■ GIVEN TASK 1
Extract from the listing below every line starting at the one that contains "# test: point on every instance of the handbag" and ending at the final line of the listing, reproducing each line verbatim.

■ EXTRACT
+++++
A simple way to widen this optimum temperature range is the addition of a third excited level |3〉 separated by an energy gap ∆E31 = (1 + s)∆E21 from the lowest excited level |1〉. According to Eq. (1), a widening of the optimum temperature range can be achieved if $$s \ge \sqrt 2 /2 \approx 0.707$$ and ∆E31 is used as the thermometric measure above the critical temperature $$T^{\prime} = \frac{{\Delta E_{21}}}{{2k_{{{\rm{B}}}}}}$$.

This proposal is schematically depicted in Fig. 1a–c. Above $$T^{\prime}$$, the relative net change in population between levels |3〉 and |1〉 becomes higher than the respective net change between levels |2〉 and |1〉, resulting in a higher relative sensitivity of the thermometer upon the exploitation of the higher energy gap. This strategy can also be generalized to more than three levels in an iterative manner.

### Boltzmann cryothermometry with Gd3+

The previously introduced thermodynamic concept of a multilevel thermometer can be realized with Gd3+. Here, we use the small energy splitting between different crystal field components of the 6P7/2 level for temperature sensing in the low-temperature regime. In the next section, the larger splitting between 6P7/2 and higher energetic spin-orbit levels 6P5/2 and 6P3/2 for accurate measurements at higher temperatures is exploited instead. A schematic energy level diagram illustrating the working principle of crystal field component-based Boltzmann cryothermometry with Gd3+ is depicted in Fig. 2a. For cryogenic temperatures (4 K < T < 100 K), Eq. (1) suggests that the most suitable energy gap for the performance of Boltzmann thermometry is on the order of 50−100 cm−1. This energy range is typical for the splitting of 4fn-based spin-orbit levels by the surrounding crystal field potential, although other examples, such as the R lines of Cr3+ doped into hosts with strong crystal fields, also have energy differences on this order of magnitude67,68,69.

Gd3+ is a very weak absorber70,71. In addition, efficient and intense UV light sources are not readily available, and direct UV excitation also gives rise to background emission. We thus chose a different strategy by co-doping the sample with Pr3+, which is schematically depicted in Fig. 2b. Upon excitation with a pulsed optical parametric oscillator (OPO) in the blue range at 448 nm, the Pr3+ ions are excited to the 3P2 level. After quick temperature-independent nonradiative relaxation to the 1D2 level given the high phonon energies in YAB ($$\hbar \omega _{\max }\sim 1300\,{{{\rm{cm}}}}^{ - 1}$$)72, electric dipole-allowed excited state absorption (ESA) into the 4f15d1 configuration of Pr3+ at energies in the range of 40,000 cm−1 can take place72, which is followed by an energy transfer to the 6IJ’ levels of Gd3+ at energies of approximately 37000 cm−1 (270 nm). The dependence of the Gd3+-related emission intensity on the incident power of the OPO also indicates a two-photon upconversion process (see Supplementary Information, Fig. S1). Similar upconversion spectra were, however, also measured using an inexpensive continuous wave (CW) blue laser with 1 W output power (see Supplementary Information, Fig. S2), which demonstrates that this concept also works with any high-power LED.
+++++
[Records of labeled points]
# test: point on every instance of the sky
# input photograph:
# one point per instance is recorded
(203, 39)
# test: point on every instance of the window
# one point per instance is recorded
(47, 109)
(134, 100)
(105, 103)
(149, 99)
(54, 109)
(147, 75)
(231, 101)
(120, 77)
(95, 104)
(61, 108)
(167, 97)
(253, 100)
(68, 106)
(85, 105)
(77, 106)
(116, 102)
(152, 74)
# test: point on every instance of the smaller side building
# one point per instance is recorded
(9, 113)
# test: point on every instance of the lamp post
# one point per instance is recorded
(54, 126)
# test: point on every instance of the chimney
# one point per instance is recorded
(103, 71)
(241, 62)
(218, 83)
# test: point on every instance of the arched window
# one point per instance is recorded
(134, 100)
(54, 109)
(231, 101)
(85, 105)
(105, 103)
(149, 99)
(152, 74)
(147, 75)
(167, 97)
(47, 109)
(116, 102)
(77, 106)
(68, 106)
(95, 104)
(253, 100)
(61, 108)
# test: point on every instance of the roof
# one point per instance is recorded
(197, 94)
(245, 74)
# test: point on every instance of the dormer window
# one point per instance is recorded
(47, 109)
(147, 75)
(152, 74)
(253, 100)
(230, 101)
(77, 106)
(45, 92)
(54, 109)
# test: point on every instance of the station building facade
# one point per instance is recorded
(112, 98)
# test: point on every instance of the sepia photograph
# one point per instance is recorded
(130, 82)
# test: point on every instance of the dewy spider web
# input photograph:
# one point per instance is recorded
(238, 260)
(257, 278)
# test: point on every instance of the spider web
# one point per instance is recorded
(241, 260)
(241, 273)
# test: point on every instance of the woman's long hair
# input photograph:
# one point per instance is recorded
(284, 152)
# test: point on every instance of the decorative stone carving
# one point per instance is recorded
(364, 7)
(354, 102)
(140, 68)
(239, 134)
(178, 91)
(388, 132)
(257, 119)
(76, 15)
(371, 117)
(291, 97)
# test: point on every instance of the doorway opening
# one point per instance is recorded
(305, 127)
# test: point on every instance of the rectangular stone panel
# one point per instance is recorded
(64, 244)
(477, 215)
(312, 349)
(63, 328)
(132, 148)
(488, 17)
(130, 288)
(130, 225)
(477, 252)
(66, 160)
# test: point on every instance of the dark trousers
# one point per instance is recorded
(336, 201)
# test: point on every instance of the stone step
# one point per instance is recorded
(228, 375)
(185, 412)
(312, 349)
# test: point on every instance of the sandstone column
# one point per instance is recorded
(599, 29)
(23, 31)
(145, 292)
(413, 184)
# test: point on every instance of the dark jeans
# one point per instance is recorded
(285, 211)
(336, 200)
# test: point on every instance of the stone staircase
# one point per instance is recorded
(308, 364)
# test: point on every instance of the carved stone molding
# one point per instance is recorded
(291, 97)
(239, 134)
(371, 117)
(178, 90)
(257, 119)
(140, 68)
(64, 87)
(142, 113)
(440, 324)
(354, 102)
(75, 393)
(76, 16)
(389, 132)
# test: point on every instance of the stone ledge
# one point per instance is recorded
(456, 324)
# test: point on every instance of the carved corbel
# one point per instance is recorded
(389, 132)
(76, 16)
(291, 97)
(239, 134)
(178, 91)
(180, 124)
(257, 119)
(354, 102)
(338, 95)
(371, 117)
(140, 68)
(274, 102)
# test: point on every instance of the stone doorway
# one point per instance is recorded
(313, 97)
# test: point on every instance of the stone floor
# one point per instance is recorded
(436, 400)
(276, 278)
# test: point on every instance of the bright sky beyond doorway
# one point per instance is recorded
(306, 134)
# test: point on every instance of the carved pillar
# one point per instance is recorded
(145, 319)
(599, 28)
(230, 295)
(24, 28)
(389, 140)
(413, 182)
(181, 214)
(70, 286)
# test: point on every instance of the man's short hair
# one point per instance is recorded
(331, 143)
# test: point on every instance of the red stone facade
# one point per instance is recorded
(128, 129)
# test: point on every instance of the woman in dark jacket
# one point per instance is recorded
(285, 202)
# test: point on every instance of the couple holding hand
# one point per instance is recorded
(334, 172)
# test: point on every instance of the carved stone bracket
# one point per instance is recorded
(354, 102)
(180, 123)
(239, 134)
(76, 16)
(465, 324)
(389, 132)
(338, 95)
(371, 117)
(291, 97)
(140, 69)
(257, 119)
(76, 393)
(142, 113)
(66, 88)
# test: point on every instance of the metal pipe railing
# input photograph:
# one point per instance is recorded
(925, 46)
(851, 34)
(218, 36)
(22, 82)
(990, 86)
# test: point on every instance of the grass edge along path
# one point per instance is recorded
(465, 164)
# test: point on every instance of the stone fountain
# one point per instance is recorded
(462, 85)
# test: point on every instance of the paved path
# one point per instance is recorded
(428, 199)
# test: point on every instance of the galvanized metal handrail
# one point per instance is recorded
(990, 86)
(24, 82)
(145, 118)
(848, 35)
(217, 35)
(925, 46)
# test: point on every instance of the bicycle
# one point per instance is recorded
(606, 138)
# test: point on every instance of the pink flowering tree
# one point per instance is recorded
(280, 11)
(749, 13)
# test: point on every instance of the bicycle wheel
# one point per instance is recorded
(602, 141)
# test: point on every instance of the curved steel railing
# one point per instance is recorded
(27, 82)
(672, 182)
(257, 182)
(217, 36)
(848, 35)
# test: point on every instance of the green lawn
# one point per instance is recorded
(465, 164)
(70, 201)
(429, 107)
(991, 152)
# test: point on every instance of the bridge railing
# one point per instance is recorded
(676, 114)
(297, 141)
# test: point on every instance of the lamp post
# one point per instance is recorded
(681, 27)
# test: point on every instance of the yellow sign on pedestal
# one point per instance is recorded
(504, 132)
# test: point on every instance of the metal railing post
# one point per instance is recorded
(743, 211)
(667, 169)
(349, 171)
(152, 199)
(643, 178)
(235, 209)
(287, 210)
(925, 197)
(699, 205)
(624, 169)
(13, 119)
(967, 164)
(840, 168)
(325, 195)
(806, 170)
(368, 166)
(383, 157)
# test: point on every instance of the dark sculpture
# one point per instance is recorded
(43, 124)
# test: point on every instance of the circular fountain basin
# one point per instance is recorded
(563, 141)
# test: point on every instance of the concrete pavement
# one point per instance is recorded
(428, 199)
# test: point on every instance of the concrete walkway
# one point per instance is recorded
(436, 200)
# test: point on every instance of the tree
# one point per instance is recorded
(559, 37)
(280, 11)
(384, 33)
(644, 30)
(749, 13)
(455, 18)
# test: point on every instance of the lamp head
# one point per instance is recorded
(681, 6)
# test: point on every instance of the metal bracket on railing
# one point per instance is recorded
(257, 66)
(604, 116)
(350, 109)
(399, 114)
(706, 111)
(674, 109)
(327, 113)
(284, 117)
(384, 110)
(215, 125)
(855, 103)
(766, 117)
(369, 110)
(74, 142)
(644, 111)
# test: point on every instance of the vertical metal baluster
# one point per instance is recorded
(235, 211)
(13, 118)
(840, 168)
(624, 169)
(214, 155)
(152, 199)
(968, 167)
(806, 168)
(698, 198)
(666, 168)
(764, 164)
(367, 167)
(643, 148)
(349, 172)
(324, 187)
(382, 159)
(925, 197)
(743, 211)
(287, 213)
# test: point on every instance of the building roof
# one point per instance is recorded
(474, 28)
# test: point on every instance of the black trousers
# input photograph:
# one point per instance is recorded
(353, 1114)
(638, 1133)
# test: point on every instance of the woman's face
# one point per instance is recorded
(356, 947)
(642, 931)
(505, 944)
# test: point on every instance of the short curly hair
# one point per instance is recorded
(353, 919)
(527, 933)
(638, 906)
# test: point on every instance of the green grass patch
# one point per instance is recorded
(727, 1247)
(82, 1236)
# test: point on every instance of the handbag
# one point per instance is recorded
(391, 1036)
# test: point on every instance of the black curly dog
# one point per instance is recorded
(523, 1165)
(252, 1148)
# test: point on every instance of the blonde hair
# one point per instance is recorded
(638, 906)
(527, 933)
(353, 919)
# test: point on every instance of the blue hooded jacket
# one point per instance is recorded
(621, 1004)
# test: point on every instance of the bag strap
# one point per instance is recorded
+++++
■ GIVEN TASK 2
Copy the passage of the Gd3+ thermometry text above starting at "A simple way" and ending at "an iterative manner.", with no changes.

■ REPLY 1
# test: point on every instance of the handbag
# one point per instance is recorded
(391, 1036)
# test: point on every instance of the black curly dog
# one point per instance is recorded
(523, 1165)
(252, 1148)
# test: point on every instance of the blonde hair
# one point per instance is recorded
(638, 906)
(527, 933)
(353, 919)
# test: point on every instance of the blue hooded jacket
# one point per instance is recorded
(621, 1004)
# test: point on every instance of the bag strap
# one point per instance is recorded

■ REPLY 2
A simple way to widen this optimum temperature range is the addition of a third excited level |3〉 separated by an energy gap ∆E31 = (1 + s)∆E21 from the lowest excited level |1〉. According to Eq. (1), a widening of the optimum temperature range can be achieved if $$s \ge \sqrt 2 /2 \approx 0.707$$ and ∆E31 is used as the thermometric measure above the critical temperature $$T^{\prime} = \frac{{\Delta E_{21}}}{{2k_{{{\rm{B}}}}}}$$.

This proposal is schematically depicted in Fig. 1a–c. Above $$T^{\prime}$$, the relative net change in population between levels |3〉 and |1〉 becomes higher than the respective net change between levels |2〉 and |1〉, resulting in a higher relative sensitivity of the thermometer upon the exploitation of the higher energy gap. This strategy can also be generalized to more than three levels in an iterative manner.